== Records for this exercise ==
=======
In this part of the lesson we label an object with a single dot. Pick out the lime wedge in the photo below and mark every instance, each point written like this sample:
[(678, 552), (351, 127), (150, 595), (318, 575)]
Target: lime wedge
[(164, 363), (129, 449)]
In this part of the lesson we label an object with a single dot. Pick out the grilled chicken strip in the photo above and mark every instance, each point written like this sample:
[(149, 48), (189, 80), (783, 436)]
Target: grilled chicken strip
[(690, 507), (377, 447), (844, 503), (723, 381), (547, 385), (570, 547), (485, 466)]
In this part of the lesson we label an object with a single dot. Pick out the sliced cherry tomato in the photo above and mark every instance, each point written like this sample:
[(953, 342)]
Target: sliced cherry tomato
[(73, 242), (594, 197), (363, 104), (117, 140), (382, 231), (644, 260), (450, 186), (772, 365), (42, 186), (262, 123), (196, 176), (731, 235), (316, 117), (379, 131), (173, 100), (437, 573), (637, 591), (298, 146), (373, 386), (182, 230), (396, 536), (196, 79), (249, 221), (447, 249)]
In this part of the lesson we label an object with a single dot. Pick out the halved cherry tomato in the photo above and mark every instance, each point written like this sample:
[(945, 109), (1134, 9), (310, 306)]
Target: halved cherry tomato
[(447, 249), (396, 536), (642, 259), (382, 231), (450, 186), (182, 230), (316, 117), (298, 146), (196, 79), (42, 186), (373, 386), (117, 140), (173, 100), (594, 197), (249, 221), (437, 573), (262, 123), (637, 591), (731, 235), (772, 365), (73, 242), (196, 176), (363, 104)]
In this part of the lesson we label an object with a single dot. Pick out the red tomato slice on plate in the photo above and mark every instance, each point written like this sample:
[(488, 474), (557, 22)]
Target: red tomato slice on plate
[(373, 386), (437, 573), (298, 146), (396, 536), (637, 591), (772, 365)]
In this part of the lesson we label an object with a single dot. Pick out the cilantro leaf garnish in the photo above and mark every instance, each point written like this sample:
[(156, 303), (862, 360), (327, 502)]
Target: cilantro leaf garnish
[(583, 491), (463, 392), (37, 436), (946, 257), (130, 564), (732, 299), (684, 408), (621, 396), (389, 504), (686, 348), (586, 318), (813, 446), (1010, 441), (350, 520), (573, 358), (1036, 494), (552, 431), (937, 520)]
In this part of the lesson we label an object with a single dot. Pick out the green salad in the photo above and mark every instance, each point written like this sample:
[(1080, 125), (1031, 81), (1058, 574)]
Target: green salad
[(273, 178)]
=======
== Exercise objective ==
Within the listing above, copy each line that has the string "label".

== Task response ==
In this part of the lesson we label an object with a single dot. Pick out the lime wedge in the photo below and mark every instance, each point written like this sample:
In this part of the lesson we label an object with a single dot. Pick out the grilled chicken strip in the photo above and mark every instance, each point written like this sample:
In this part of the lesson we label an object with a single dot. Pick out the sliced cherry tomato in the photo above and mark every instance, each point written like this sample:
In this part of the lesson we label an object with a single dot. Pick out the halved cherry tomato in the photo above and mark every instance, each point written like this sample:
In this part of the lesson we label an object with a single dot. Pick out the red tomato slice on plate in the photo above and mark every instance, each point written like this sample:
In this part of the lesson we label an object with a single dot. Pick out the cilantro leaf garnish in the photo above and mark every instance, each point written like this sample:
In this part of the lesson we label an object with a single dot. Pick out the green salad in the photo above and mark every instance, each point written like this sample:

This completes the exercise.